### Work required
Output every record exactly, apart from its images.

START Given records

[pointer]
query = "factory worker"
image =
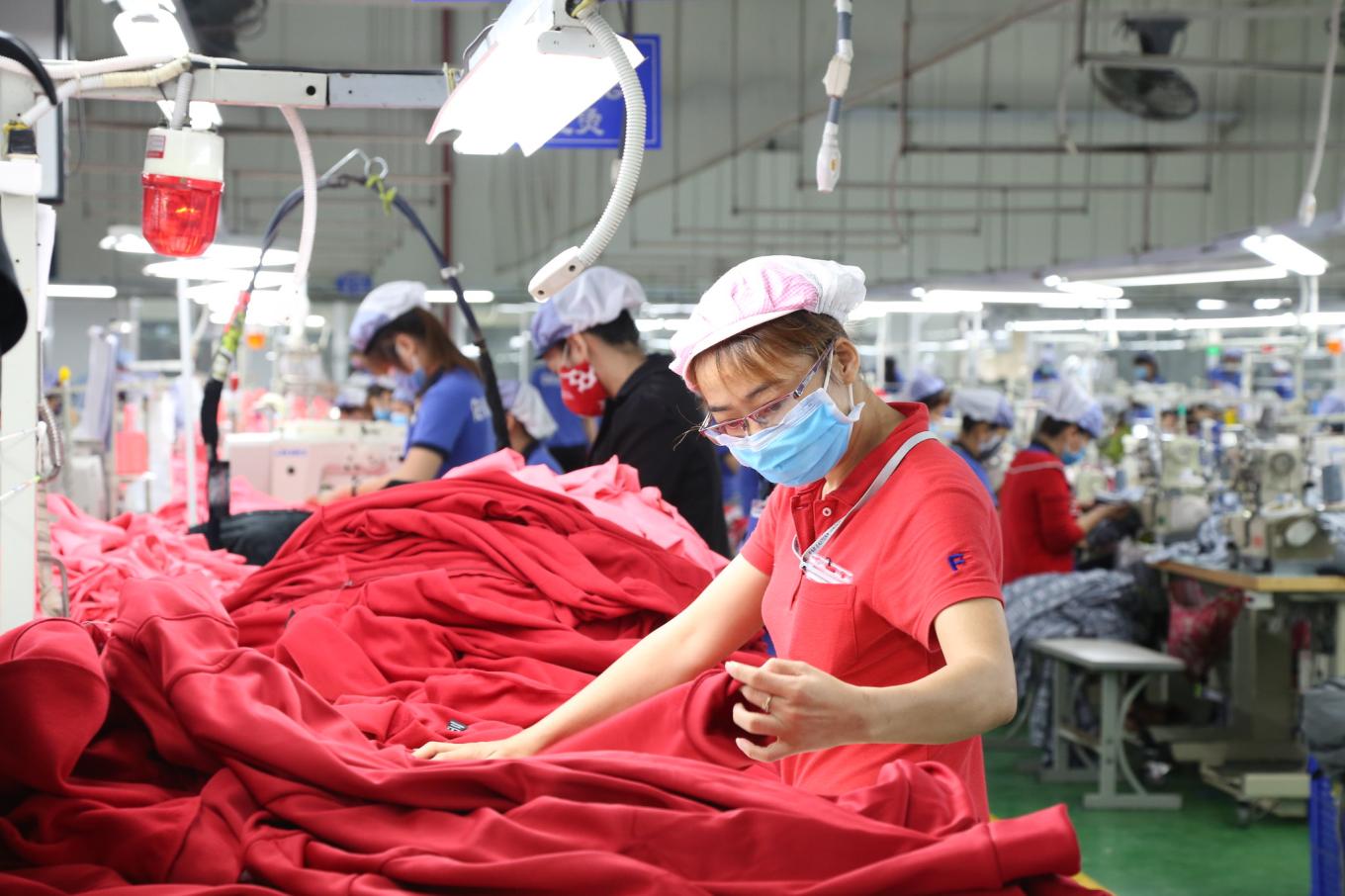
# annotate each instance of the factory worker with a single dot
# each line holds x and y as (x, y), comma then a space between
(1146, 369)
(931, 392)
(874, 570)
(986, 420)
(530, 424)
(1035, 504)
(588, 338)
(395, 332)
(569, 443)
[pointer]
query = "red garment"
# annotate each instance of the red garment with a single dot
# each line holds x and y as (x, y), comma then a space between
(611, 492)
(269, 746)
(927, 540)
(103, 556)
(1037, 515)
(296, 797)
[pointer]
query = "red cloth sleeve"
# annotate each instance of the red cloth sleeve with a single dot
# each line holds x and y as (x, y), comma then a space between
(949, 552)
(761, 548)
(1056, 521)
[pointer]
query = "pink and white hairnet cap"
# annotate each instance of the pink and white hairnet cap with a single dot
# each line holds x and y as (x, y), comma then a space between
(597, 296)
(762, 290)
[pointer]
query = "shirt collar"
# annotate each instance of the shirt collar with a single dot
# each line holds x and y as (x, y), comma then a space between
(867, 469)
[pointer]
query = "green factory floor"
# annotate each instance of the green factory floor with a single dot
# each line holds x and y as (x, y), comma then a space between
(1195, 851)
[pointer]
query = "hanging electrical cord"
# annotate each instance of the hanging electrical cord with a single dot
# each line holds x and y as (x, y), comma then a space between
(561, 269)
(227, 349)
(1307, 204)
(837, 81)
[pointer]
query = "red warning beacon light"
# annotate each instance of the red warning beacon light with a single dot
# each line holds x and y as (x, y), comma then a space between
(183, 180)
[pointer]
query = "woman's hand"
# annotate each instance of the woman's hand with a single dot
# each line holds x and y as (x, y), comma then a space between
(802, 706)
(507, 749)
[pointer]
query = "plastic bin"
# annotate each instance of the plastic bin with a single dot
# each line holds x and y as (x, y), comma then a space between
(1325, 833)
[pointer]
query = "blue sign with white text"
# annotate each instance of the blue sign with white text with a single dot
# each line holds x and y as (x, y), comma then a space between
(600, 126)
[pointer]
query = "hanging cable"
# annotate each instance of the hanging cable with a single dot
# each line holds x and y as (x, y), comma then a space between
(1307, 204)
(569, 264)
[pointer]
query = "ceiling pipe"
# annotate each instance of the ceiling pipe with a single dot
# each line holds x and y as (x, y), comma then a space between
(795, 120)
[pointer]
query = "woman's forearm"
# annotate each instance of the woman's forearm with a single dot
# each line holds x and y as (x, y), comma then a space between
(724, 618)
(952, 704)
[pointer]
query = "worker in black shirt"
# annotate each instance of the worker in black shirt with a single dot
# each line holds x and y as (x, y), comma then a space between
(588, 336)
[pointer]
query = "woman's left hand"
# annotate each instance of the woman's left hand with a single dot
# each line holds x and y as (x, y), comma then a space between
(802, 706)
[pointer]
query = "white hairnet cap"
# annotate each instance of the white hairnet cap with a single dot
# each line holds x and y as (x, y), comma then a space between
(597, 296)
(1071, 403)
(526, 403)
(381, 307)
(983, 405)
(762, 290)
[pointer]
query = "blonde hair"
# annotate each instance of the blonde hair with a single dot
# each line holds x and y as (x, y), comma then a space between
(758, 353)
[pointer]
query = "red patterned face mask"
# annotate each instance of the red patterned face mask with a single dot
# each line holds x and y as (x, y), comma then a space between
(582, 391)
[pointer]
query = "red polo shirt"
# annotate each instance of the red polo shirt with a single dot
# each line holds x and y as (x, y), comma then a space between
(927, 540)
(1037, 511)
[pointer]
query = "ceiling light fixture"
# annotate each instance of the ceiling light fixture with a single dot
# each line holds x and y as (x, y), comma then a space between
(1281, 250)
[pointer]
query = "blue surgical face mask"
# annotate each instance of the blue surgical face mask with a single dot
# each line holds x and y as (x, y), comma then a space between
(804, 445)
(411, 383)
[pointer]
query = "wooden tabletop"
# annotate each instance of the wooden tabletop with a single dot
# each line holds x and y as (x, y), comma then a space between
(1254, 582)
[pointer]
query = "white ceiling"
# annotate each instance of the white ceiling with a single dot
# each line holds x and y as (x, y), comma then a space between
(742, 120)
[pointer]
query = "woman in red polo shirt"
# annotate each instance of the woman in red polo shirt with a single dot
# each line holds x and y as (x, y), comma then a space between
(876, 566)
(1041, 529)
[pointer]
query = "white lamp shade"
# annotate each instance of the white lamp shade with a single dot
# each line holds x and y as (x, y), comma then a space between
(518, 94)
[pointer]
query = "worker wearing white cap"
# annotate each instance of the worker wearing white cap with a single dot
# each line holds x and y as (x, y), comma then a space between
(933, 392)
(395, 332)
(874, 568)
(530, 424)
(986, 418)
(1041, 529)
(588, 336)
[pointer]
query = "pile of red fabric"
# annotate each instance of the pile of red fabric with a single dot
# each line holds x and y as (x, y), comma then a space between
(260, 740)
(104, 556)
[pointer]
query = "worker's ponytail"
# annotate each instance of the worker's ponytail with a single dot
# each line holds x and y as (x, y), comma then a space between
(441, 355)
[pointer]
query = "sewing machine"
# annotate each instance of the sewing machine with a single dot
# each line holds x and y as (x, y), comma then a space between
(1275, 527)
(306, 456)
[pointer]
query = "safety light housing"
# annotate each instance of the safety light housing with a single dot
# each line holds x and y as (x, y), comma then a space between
(183, 180)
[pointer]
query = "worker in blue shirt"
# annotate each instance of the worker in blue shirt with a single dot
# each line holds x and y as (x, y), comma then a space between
(530, 424)
(395, 331)
(986, 420)
(569, 443)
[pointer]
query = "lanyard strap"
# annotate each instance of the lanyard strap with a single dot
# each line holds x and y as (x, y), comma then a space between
(877, 484)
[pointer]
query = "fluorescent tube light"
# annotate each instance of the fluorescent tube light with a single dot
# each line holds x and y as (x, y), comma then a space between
(448, 296)
(1281, 250)
(1086, 288)
(79, 291)
(534, 71)
(1270, 305)
(1267, 321)
(1229, 275)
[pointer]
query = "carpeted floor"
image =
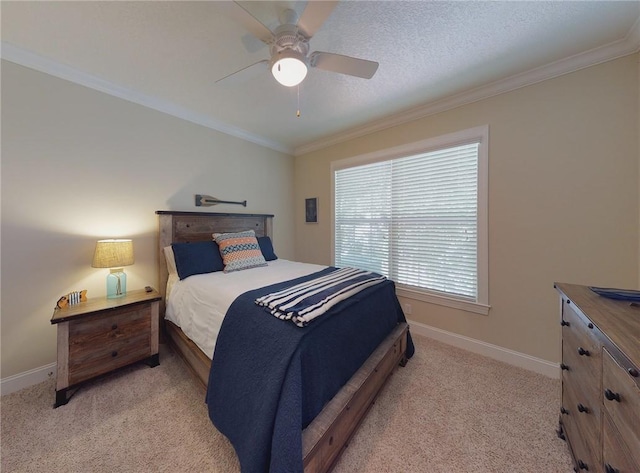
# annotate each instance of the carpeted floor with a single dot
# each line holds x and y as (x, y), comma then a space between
(447, 411)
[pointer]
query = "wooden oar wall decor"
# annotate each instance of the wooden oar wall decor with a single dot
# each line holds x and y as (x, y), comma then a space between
(208, 201)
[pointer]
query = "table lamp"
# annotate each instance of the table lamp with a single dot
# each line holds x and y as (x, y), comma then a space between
(114, 254)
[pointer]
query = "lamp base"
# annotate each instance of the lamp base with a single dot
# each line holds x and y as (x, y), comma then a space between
(116, 284)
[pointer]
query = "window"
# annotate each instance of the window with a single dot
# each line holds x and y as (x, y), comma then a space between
(417, 214)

END Given records

### Output
[pointer]
query = "factory worker"
image =
# annotate each instance of the factory worker with a single dot
# each line holds x and y as (x, y), comma then a space between
(1146, 369)
(931, 392)
(874, 570)
(986, 420)
(530, 424)
(1035, 504)
(588, 338)
(395, 332)
(569, 443)
[pointer]
query = "red garment"
# annotate each instance of the red garment with a single dot
# each line holds x and y as (x, y), comma then a space between
(611, 492)
(269, 746)
(927, 540)
(103, 556)
(1037, 515)
(296, 797)
[pointer]
query = "red cloth sleeve"
# annotate each instance of the red cloth sleeve with a single dot
# each line holds x and y as (x, y), comma then a space between
(949, 552)
(761, 548)
(1056, 521)
[pointer]
query = "pink and white hairnet cap"
# annotate each instance of the pink and white hairnet cap with a single dot
# each line holds x and y as (x, y), comma then a space between
(597, 296)
(762, 290)
[pointer]
query = "shirt collar"
# annotate each instance of the shirt collar with a single dot
# each line holds x and y as (x, y), comma then a space between
(867, 469)
[pointer]
query = "green factory floor"
# annotate each instance of the green factory floor with a single dot
# each line holds x and y as (x, y), comma then a space between
(1195, 851)
[pointer]
query = "hanging electrical cord"
# annotate each instance of the hanging electrical cord with a single dot
# each line holds x and y as (x, y), comma then a space between
(561, 269)
(227, 349)
(1307, 204)
(837, 81)
[pointer]
query = "red warning beacon light"
# annotate each instance of the red warning beacon light with a single dot
# each line holds x and y as (x, y), comma then a space between
(183, 180)
[pointer]
query = "woman's hand"
# annotate each instance of the woman's hand with a single dot
# each line holds x and y as (x, y), comma then a space between
(802, 706)
(507, 749)
[pointer]
query = "plastic bin"
# annotate each instance of the plastic bin with a single dot
# each line holds x and y as (x, y), comma then a space between
(1325, 833)
[pointer]
query = "blue sign with white text"
# annotate each instance of the blue sign with white text with a single dot
# each line holds x and y as (x, y), comma then a space between
(600, 126)
[pointer]
query = "hanging cable"
# annotate each instance of the hanging cable with a single dot
# each line holds x and y as (x, y), comma then a space between
(1307, 204)
(569, 264)
[pointer]
query = "ceiling pipe"
# annotate each instance of the ceiling pipe with a single dot
# each line holds x and y as (x, y), comma then a space between
(795, 120)
[pointer]
query = "woman's forearm"
# annotate each instance of the woman's forearm with a single dot
# each line holds x and y as (x, y), comma then a space between
(724, 618)
(952, 704)
[pointer]
query = "worker in black shirt"
# annotate each instance of the worker in black shirt with a single dot
# each line holds x and y as (x, y), comma then a space between
(588, 336)
[pointer]
query = "woman's left hand"
# annotate each instance of the woman's left hand with a single dot
# each line holds x and y as (x, y), comma then a space between
(802, 706)
[pointer]
query = "white hairnet cap"
# annotate each instance of the white hairnet cap with a single dot
# each line holds x and y as (x, y), comma then a space between
(597, 296)
(1071, 403)
(526, 403)
(381, 307)
(983, 405)
(762, 290)
[pointer]
query = "blonde hair"
# annotate each instance of the blonde hair with a single dot
# each line holds x and y as (x, y), comma then a space between
(758, 353)
[pointer]
query = "red patterned face mask"
# annotate each instance of the red patterned face mask with a single dot
# each line holds x and y as (x, y), comma then a space between
(582, 391)
[pointer]
query = "red polo shirt"
# annotate each instance of the red polo shirt with a single dot
# each line holds x and y as (x, y), comma then a space between
(927, 540)
(1037, 511)
[pointer]
query = "ceiling light fixture"
# annotate each instance of the ceiling light fixture with a single dot
# each line holds x and y as (x, y), comma then a space between
(1281, 250)
[pointer]
query = "blue surgical face mask"
# annotate each instance of the blue surgical face mask with a single dot
# each line holds x and y as (x, y), comma then a space between
(804, 445)
(411, 383)
[pointer]
query = "wooden tabletop"
# annotate each instance of the wooden tabletop with a single dot
# each line holds x and y as (x, y), comma then a space between
(1254, 582)
[pointer]
query = "white ceiling"
# annotate each instance of the white ceiling with a single dot
# each line holds x and y as (x, y), comma then a space between
(742, 120)
[pointer]
query = "woman in red polo shirt"
# annotate each instance of the woman in red polo shirt with a single dot
# each line holds x and y as (x, y), comma then a space between
(876, 566)
(1041, 529)
[pointer]
query = "white lamp shade"
# annotate each instance of the white lamp shade with a single dot
# each line holds x and y as (x, y), comma then a space between
(518, 94)
[pointer]
query = "worker wearing white cap"
# annotate each instance of the worker wearing white cap with a single dot
# each line holds x and y as (x, y), comma then a space between
(933, 392)
(395, 332)
(874, 568)
(530, 424)
(986, 418)
(1041, 529)
(588, 336)
[pointer]
query = "pile of red fabric"
# annotate each instance of the pile of red fabric with a single dot
# each line holds x and y as (x, y), comma then a space between
(260, 740)
(104, 556)
[pointer]
query = "worker's ponytail"
# annotate each instance of the worker's ponytail with a single dot
# each line holds x and y as (x, y), comma then a space between
(441, 355)
[pointer]
query = "sewing machine"
# annotate each instance of the sewing machine with a single dot
# each line holds x and y as (x, y), comma then a space between
(1275, 527)
(306, 456)
[pointer]
query = "safety light housing"
# annotate each instance of the safety light housing with a single dot
# each line holds x and y as (x, y), comma then a space between
(183, 180)
[pointer]
query = "worker in blue shirt"
# annotate each instance of the worker in blue shirt with a single dot
# each line holds x and y as (x, y), comma then a space between
(530, 424)
(395, 331)
(986, 420)
(569, 443)
[pointer]
query = "lanyard strap"
# annotate each instance of the lanyard strap with a single dot
# each line holds x and y as (x, y), comma then a space between
(877, 484)
[pointer]
query = "fluorescent tube light"
# annotate each instance of the fluorescent tube light with a single dot
# each line holds x and y as (x, y), comma then a space between
(448, 296)
(1281, 250)
(1086, 288)
(79, 291)
(534, 71)
(1270, 305)
(1267, 321)
(1229, 275)
[pointer]
query = "carpeted floor"
image =
# annotate each instance of the carpeted floor with a single dot
# each line holds x and y as (x, y), comma then a space between
(447, 411)
[pointer]
query = "wooden oar wall decor"
# annotate each instance of the wooden oar wall decor with a single dot
# each line holds x and y as (x, y), comma then a space between
(208, 201)
[pointer]
query = "table lamp"
# annotate each instance of the table lamp with a single dot
# each line holds x and y as (x, y), comma then a space between
(114, 254)
[pointer]
query = "lamp base"
# annotate each instance of the lamp base with a single dot
# each line holds x and y as (x, y), comma then a space between
(116, 284)
[pointer]
query = "window"
# annotate each instance of the window with a single dot
# each line holds x and y as (x, y), comma then a space between
(417, 214)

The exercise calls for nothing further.